- Task to carry out -
Every line of the data below should be retyped exactly.

• • •

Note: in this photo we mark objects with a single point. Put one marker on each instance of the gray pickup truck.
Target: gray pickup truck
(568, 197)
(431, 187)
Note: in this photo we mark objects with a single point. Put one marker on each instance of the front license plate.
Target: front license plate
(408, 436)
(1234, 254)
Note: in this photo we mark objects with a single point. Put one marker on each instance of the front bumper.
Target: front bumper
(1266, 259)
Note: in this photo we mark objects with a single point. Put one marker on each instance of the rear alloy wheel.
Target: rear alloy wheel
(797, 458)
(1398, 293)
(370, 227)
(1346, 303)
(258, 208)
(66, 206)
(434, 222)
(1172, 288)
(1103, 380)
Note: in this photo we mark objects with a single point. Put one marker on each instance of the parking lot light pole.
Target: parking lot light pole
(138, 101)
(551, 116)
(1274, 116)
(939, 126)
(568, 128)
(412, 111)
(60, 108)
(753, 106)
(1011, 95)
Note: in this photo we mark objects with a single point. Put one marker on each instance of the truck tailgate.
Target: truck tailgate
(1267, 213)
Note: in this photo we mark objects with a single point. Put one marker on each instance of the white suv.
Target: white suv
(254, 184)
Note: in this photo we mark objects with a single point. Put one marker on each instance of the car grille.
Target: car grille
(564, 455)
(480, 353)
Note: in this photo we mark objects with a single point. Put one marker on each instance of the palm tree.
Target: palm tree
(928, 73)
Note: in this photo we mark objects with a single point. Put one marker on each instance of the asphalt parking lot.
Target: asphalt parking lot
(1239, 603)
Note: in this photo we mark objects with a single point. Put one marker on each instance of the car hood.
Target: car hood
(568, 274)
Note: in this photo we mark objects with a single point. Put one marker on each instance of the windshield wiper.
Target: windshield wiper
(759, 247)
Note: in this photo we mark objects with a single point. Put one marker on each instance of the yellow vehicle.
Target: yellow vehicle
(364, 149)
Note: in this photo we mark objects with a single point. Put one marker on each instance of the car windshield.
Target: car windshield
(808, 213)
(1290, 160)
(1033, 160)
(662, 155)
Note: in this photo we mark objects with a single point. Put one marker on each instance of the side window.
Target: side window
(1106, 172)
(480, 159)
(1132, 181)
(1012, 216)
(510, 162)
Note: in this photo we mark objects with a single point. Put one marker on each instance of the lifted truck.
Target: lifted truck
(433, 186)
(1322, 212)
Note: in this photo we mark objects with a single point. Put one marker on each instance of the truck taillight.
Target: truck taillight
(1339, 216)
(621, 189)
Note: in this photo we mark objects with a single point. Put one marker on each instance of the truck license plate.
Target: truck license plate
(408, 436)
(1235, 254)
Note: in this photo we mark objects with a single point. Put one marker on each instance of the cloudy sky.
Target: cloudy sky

• • •

- Task result -
Note: in this photo we mark objects with a single point. Put one marker on each instance of the gray pickup truck.
Target: gray pickup truck
(568, 197)
(431, 187)
Note: in this photo we mark objects with a single point. Put one marker on each instance of the front license plate.
Target: front license plate
(408, 436)
(1234, 254)
Note: in this photo we mark objects with a single point. Put one marker on each instance of the front bumper.
Target: front bumper
(1266, 259)
Note: in this photo we mark objects with a single point. Put one marker on each instance of the rear alloy wheel.
Target: rear alloy wheel
(797, 458)
(1398, 293)
(370, 227)
(1346, 303)
(258, 208)
(66, 206)
(434, 222)
(1172, 288)
(1103, 380)
Note: in this photo we mark objects with a single point. Put one marker on each instance of the parking lot light pole.
Target: parking lot light pole
(138, 101)
(551, 116)
(1274, 116)
(939, 126)
(568, 128)
(412, 111)
(60, 108)
(753, 106)
(1011, 95)
Note: in this photo we mark objects with a single point. Put one marker on each instance of the truck tailgate.
Target: truck tailgate
(1267, 213)
Note: in this photo we mark objects with a single point. Put one marker on each instance of the white suv.
Target: white suv
(254, 184)
Note: in this photo we mark objects with a single point. Put one marker on each instance of the car grille.
Target: car grille
(564, 455)
(480, 353)
Note: in this photo we mark objects with a single point. Put one marker on each instance of the palm tree.
Target: palm tree
(928, 73)
Note: in this photo we mark objects with a single point. Put one marker on each instance of the asphalt parking lot.
Target: asphalt parking lot
(1239, 603)
Note: in this photo we mark objects with a single point. Put one marker on each instance of the car hood.
Target: car hood
(568, 274)
Note: in this photo we mark objects with a single point. Put one marker on each instance of the windshield wiper.
Target: windshield wiper
(759, 247)
Note: in this photo we mark objects with a single point. Put one marker on each instance of the yellow vehicle.
Target: yellow vehicle
(364, 149)
Note: in this photo we mark objects with a single point. Put one marker on each instance of the car windshield.
Target: car windshield
(808, 213)
(1290, 160)
(1033, 160)
(662, 155)
Note: in this photo we mark objects with a single point. Put one marker on each instance of the side window.
Target: side window
(1106, 172)
(480, 159)
(1132, 181)
(1012, 216)
(510, 162)
Note: in this photo we mark objects with a single point. Put one marker on each instance of the lifted truck.
Target: lifted truck
(433, 186)
(1322, 212)
Note: in this photo we mark objects with a single point. Put one marker on each instance of the truck taillight.
Target: truck taillight
(1339, 216)
(621, 189)
Note: in this photo we mark objects with a single point. Put one marker on each instance of the truck license plate.
Target: truck license plate
(408, 436)
(1235, 254)
Note: in this photo we mark objects with a single point. Put one marker on each instance of the cloudy sky.
Target: cloudy sky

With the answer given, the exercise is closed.